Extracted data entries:
※ ※ ※
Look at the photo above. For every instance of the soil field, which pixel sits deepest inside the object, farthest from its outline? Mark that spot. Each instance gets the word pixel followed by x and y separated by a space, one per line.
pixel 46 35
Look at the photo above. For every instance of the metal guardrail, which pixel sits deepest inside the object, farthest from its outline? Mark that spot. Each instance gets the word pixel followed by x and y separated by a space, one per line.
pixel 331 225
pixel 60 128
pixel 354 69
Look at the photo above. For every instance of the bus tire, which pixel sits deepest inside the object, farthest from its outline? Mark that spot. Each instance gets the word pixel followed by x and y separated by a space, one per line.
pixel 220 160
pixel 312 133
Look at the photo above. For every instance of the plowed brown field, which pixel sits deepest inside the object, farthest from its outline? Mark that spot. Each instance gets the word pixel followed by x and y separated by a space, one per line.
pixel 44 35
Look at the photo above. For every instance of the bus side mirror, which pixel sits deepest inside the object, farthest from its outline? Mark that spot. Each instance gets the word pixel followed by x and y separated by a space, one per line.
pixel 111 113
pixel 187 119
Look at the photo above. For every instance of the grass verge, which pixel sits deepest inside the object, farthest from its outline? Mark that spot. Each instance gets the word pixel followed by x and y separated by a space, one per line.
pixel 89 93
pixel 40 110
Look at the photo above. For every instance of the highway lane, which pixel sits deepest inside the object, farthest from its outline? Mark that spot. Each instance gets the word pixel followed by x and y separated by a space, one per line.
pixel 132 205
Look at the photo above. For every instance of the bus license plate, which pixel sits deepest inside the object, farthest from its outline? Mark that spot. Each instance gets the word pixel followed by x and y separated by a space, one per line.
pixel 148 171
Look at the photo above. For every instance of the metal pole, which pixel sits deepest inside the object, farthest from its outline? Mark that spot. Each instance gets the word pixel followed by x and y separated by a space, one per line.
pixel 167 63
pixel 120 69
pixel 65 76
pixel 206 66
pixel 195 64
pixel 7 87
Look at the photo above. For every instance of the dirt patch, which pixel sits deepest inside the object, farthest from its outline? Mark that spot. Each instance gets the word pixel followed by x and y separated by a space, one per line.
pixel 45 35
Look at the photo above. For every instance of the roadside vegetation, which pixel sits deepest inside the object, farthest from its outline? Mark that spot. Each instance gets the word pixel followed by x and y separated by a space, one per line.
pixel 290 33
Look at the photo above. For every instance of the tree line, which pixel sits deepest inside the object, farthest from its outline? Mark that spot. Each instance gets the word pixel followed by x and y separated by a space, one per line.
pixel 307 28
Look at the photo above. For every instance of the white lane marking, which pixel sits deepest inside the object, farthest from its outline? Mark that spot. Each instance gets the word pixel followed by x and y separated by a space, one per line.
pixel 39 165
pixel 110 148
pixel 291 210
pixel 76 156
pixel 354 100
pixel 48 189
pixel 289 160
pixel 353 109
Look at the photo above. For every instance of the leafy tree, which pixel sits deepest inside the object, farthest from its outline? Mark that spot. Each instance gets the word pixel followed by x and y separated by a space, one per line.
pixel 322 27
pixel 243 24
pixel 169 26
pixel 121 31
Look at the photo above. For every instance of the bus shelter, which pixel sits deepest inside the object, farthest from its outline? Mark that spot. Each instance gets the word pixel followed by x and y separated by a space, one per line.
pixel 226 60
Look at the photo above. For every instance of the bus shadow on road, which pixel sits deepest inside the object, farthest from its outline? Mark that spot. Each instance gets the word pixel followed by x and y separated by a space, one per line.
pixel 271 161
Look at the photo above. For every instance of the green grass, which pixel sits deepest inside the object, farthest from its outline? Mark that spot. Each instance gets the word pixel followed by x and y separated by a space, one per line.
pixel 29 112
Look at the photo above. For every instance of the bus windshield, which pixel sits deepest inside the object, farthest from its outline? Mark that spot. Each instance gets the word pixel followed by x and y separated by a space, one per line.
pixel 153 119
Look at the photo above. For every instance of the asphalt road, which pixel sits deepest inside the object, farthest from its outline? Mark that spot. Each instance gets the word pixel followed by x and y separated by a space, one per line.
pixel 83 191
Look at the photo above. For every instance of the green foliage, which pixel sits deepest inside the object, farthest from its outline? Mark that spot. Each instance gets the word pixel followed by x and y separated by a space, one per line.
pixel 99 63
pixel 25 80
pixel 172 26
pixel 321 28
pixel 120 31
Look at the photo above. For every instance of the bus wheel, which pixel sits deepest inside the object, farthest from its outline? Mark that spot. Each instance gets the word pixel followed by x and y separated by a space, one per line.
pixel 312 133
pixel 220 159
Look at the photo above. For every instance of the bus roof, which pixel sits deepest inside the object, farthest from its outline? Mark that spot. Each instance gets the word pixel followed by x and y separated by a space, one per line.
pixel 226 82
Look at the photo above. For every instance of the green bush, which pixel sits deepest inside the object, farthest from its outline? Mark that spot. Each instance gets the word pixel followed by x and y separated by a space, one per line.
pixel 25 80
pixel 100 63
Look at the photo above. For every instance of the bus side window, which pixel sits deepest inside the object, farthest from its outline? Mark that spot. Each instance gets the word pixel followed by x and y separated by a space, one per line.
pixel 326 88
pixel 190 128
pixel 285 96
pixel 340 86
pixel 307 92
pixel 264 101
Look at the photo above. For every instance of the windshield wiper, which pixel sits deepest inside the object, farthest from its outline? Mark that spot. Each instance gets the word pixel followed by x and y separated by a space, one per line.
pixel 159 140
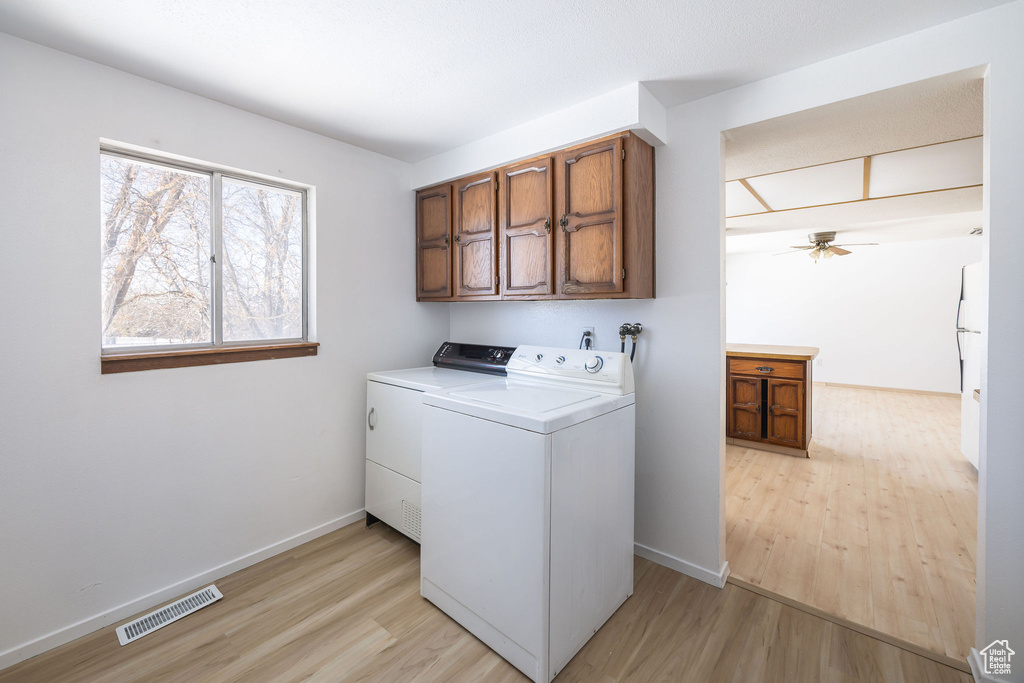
※ ※ ※
### [What you should do]
Write out each entry again exactly, and skip the pictures.

### [Answer area]
Look at the photo above. For every instance of the soil field, which pixel sits deepest inside the object, farthest from its outline? Mark that spot. Each instance gets the word pixel followed by x and y separated by a space, one per line.
pixel 46 35
Look at the photo above. For every instance of the metal guardrail, which pixel sits deepest inside the object, farthest from its outline? Mark that spot. Each instance gets the word pixel followed by x and y separated by a space, one per line.
pixel 331 225
pixel 60 128
pixel 354 69
Look at the photo above. For every instance of the bus tire, which pixel sits deepest inside the object, farthest from its outline? Mark that spot. Each instance gets the word pixel followed by x and y separated by a space, one per line.
pixel 220 160
pixel 312 133
Look at the photo above. For every instance of the plowed brown field, which pixel sits deepest inside the object, farthest from its outline? Mark that spot. Each instance gets the word pixel followed by x and y separated by a space, one per line.
pixel 44 35
Look at the photo above. For every instance of the bus side mirror, which pixel sits deepest inside the object, farthest from its outline? Mark that spot. Each instance gets the word pixel followed by x and y separated by a space, one per line.
pixel 111 113
pixel 187 119
Look at the photo above. For every instance of the grass verge, which pixel sits deepest inside the object, farthest from its outline? Mark that spot. Each instance gets the word pixel followed by x and y separated by a space, one per line.
pixel 89 93
pixel 40 110
Look at the photo above. For every instance of the highway lane, which pixel sits deepest inside the object, farthest from its outline? Mark that spot. Each instance gets the word pixel followed by x and y separated by a space, one per line.
pixel 132 205
Look at the photo above. For every instance of the bus license plate, which pixel sits deepest inside the object, farthest from its outline? Mark that spot. Each instance gets the word pixel followed by x and y separated by a space, one per line.
pixel 148 171
Look at the photo above. For every instance of the metal pole, which pixel sits deepest inside the object, farthest from its outline? Mark that spot. Each instance gets the word pixel followed by x and y separated by a space, one per line.
pixel 167 63
pixel 120 69
pixel 65 76
pixel 206 66
pixel 195 64
pixel 7 87
Look at the photo above. For every instance of the dirt patch, which pixel sits deepest inside the object, farthest from its outline? Mark that spot. Each instance gets the word pixel followed by x and y separated by a space, one per line.
pixel 45 35
Look at the photo above. For every instance of the roadside vegetation, which pixel sits deepest inside the object, farthest from its outline? Mark that spot. Each instance gets the word pixel followed by x and y separated by a space, one per line.
pixel 290 33
Look at the photo above. For every instance of the tree line, which pixel sits deepest inside the object, farthest from its outline? Mark that spot. Each instance gets the word pixel followed by x and y separated by a space, one per line.
pixel 307 28
Look at the photo above. For every instance of the white lane marking, which pixel sits deepest inside the object, farthest from its outline? Mark that spot. Each instance gets the word pixel followed by x and y separated by a space, one per line.
pixel 39 165
pixel 110 148
pixel 291 210
pixel 76 156
pixel 354 100
pixel 48 189
pixel 289 160
pixel 353 109
Look at the photo above. For every instance of the leafy tree, which pixel sits deepest inside the object, farthest from its outline? Mark that spot. Each instance gets the word pixel followed by x and y separated by a space, one per line.
pixel 322 27
pixel 243 24
pixel 169 26
pixel 121 31
Look at the photo above. For every instance of the bus shelter, which pixel sits deepest inside the object, farthest from its outline? Mark that spot. Each instance gets the word pixel followed by x and y separated by a space, one per line.
pixel 226 60
Look at the photo above. For every instance of the bus shadow on road, which pixel sits deepest inside the object, farthest from its outline? Mark that spot. Each instance gets the word pixel followed by x and y separated by a space, one per line.
pixel 271 161
Look at the photo above. For every instance of the green grass, which pixel sits deepest inside the object, farthest from its outline? Mark that spot. Each instance gets the word pixel followed by x and y separated by a space, one per line.
pixel 29 112
Look at the photo above. For every instance of the bus windshield, which pixel sits deepest inside the object, farthest from its outline? Mark that spot. Each instance gets the word pixel followed by x and y separated by a space, one per line.
pixel 153 119
Look at the photo above. For every instance of the asphalt road, which pixel sits deepest inside the object, farthest from its outline? Mark that spot. Each instance gets the word pixel followed by x and y separated by a space, one per line.
pixel 83 191
Look at the photo above. For every instance of the green foliage, which pixel sits deepest inside the object, farthest from its outline? Mark that spot. Each instance gets the word pixel followed by x and y separated by a space, one per line.
pixel 99 63
pixel 25 80
pixel 172 26
pixel 321 28
pixel 120 31
Look at the photo above. For every instance of the bus wheel, which pixel sits deepest inside the object, farthest from its outline? Mark that spot. Each instance gets the word pixel followed by x and y separated by a space, one per line.
pixel 312 133
pixel 220 159
Look at the photo above. For every instance of the bus roof, which pixel sits deepest inside the object, farthest from its outline? Mark that spot. Each instance gets the word pixel followed by x and y separated by a space, one per line.
pixel 226 82
Look at the photo above. For every instance of the green bush, which pixel sits deepest inside the object, farthest from its outline? Mark that spot. Each instance gets the word pixel followed by x and y separated by a space, one per line.
pixel 25 80
pixel 100 63
Look at the photo above. For every instance of the bus side window, which pixel sits deepest inside the object, farthest from its outline? Mark that spot. Each instance gets the word pixel followed by x and y separated by a space, one per line.
pixel 326 88
pixel 190 128
pixel 285 96
pixel 340 86
pixel 307 92
pixel 264 101
Look at the photo above. For every instance of the windshield wiper, which pixel sits deepest inside the object, farthest from its outline? Mark that spot. Each instance gets the word pixel followed by x and y separated by a space, one per line.
pixel 159 140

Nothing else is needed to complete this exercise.